Which lines in the material below contain the string "blue"? Report each such line in full, treating uppercase and lowercase as different.

(DATA FOR PROCESSING)
•••••

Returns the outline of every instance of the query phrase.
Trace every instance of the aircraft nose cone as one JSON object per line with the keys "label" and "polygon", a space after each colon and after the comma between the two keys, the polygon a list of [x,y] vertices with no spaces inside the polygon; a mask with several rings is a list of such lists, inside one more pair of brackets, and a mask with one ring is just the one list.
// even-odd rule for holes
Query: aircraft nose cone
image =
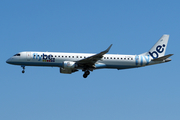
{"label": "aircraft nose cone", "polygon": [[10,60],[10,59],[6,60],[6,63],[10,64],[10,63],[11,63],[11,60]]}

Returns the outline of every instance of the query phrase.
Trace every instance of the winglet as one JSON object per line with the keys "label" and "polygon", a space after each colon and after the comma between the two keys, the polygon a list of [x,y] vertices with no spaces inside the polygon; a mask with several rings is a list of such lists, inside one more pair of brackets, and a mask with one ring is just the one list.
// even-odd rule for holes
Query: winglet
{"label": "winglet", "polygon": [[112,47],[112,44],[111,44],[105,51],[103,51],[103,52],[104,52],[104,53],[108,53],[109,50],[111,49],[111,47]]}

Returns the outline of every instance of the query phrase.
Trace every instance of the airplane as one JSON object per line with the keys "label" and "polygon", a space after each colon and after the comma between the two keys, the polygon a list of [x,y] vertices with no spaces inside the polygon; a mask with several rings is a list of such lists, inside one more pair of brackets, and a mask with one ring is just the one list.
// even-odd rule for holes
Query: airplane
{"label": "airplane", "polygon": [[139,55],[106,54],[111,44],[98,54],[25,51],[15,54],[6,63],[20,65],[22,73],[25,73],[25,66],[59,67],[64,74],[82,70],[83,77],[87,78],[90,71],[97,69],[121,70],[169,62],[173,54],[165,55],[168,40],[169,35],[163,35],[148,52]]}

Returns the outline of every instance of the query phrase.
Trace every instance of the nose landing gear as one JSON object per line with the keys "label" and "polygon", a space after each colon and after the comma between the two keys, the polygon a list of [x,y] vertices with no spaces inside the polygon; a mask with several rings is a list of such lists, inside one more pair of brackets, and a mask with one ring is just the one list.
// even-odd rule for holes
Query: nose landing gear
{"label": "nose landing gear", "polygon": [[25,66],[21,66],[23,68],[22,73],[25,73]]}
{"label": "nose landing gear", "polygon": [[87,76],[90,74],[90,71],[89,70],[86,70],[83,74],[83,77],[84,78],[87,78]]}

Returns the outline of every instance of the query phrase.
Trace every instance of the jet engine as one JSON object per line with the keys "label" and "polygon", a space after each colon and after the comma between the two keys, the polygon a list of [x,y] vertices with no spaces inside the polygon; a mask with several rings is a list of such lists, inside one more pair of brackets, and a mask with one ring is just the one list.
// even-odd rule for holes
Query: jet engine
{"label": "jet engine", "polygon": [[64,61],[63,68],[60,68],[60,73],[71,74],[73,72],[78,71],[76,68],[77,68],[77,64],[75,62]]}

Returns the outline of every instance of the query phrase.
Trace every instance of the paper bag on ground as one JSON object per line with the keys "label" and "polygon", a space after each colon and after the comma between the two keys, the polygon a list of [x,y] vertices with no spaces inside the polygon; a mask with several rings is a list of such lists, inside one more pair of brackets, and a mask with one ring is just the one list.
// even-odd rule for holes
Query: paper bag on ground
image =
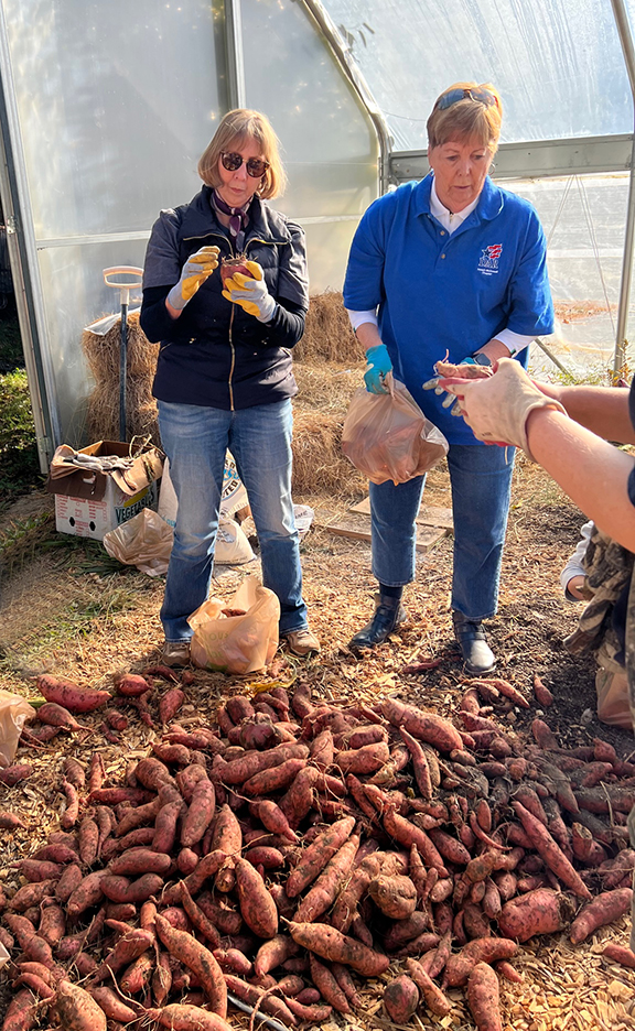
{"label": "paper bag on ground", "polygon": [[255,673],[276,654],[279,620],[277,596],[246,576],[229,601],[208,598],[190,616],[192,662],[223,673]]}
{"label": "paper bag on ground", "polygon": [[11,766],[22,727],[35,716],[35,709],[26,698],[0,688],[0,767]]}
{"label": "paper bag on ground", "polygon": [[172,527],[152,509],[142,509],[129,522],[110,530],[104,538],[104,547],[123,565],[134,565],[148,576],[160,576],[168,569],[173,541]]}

•••••

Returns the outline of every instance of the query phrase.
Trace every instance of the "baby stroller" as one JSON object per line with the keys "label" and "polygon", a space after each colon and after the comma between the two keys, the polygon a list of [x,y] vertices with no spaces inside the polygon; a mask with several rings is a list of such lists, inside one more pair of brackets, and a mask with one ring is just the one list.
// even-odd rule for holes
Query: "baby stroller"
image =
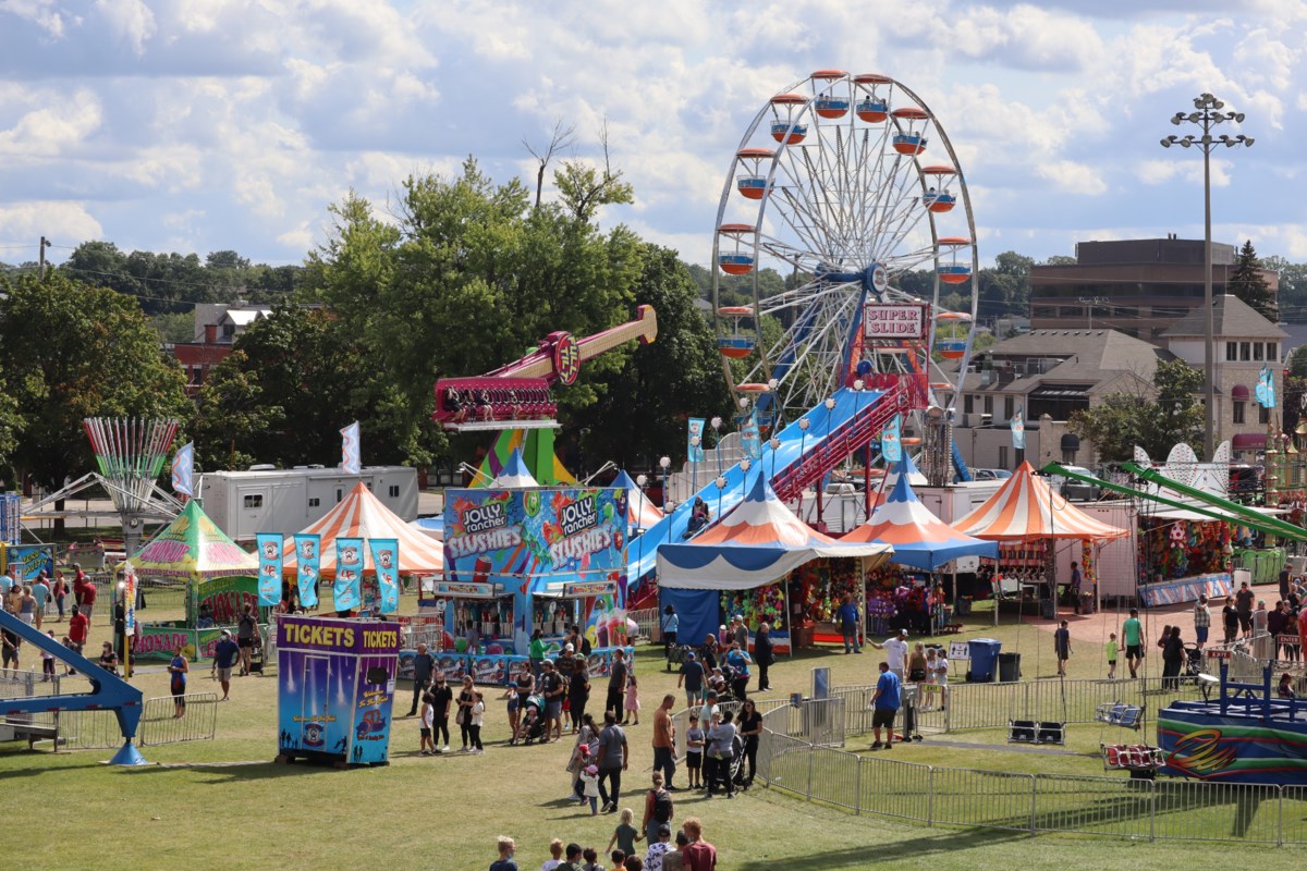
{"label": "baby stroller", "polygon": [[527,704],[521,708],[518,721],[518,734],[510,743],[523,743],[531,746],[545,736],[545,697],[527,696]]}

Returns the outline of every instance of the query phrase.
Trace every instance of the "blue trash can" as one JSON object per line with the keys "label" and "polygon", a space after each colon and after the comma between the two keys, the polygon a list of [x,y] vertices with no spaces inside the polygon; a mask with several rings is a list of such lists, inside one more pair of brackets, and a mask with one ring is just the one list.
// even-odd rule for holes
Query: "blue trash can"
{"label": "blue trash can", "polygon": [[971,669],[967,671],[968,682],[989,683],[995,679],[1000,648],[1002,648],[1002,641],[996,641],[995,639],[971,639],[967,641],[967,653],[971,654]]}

•••••

(RESPONSE)
Trace every instance of the "blue trash can" as one JSON object per line with the keys "label" and "polygon", a space after each colon and after the comma between the two keys, the polygon a list of [x,y] vertices with no spaces inside the polygon; a mask with several rings is a list of such lists, inside one more pair of brackets, and a mask with one ring is just the one list.
Query: "blue trash can"
{"label": "blue trash can", "polygon": [[971,669],[967,671],[968,682],[989,683],[995,679],[1000,648],[1002,648],[1002,641],[996,641],[995,639],[971,639],[967,641],[967,653],[971,654]]}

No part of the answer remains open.